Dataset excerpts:
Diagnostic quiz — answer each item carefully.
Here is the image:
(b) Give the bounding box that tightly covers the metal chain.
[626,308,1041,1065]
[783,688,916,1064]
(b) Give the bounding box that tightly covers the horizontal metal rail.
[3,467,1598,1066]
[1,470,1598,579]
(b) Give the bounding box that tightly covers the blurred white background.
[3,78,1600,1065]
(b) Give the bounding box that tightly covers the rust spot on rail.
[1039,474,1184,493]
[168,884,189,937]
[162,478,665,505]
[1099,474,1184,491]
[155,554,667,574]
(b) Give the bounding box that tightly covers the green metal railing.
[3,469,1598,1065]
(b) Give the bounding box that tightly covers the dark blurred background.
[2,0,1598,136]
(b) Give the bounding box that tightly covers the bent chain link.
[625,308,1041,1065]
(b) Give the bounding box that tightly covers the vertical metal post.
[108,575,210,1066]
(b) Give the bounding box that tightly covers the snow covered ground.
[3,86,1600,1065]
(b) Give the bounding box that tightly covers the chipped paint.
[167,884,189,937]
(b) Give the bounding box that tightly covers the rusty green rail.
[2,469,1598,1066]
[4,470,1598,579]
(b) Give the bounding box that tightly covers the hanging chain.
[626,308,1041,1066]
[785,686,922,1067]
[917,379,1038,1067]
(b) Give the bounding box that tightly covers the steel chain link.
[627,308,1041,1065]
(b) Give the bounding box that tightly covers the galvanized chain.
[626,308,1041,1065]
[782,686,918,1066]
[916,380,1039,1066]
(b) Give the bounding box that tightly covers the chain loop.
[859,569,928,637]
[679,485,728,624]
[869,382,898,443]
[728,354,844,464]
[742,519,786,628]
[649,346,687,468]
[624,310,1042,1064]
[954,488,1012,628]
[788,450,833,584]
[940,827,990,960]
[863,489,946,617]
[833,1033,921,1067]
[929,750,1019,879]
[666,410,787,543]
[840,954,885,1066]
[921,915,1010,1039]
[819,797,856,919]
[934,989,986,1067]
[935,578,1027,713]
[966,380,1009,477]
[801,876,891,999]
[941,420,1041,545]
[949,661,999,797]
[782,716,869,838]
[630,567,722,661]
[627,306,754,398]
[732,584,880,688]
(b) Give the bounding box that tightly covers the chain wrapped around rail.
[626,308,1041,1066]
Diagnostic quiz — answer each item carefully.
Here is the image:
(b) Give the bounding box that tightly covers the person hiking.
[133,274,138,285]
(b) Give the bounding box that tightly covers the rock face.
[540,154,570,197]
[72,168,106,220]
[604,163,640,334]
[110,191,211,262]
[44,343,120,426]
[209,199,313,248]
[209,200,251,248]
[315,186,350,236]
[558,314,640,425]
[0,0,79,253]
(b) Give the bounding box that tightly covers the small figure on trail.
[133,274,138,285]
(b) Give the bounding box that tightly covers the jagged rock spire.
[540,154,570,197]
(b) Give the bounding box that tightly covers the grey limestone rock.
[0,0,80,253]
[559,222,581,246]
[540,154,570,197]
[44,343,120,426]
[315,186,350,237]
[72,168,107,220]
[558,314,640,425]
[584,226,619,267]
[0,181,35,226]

The problem:
Begin with the line that contains "(b) Give the bounding box that tightly covers the jagged" and print each line exactly until the data ends, including the last line.

Result below:
(b) Give the bounding box that tightly covers the jagged rock spire.
[540,154,570,197]
(b) Give the bounding box that tightly covers the grey limestone rock.
[0,0,80,253]
[559,222,581,246]
[540,154,570,197]
[44,343,120,426]
[315,186,350,237]
[72,168,107,220]
[558,314,640,425]
[584,226,619,267]
[0,181,35,226]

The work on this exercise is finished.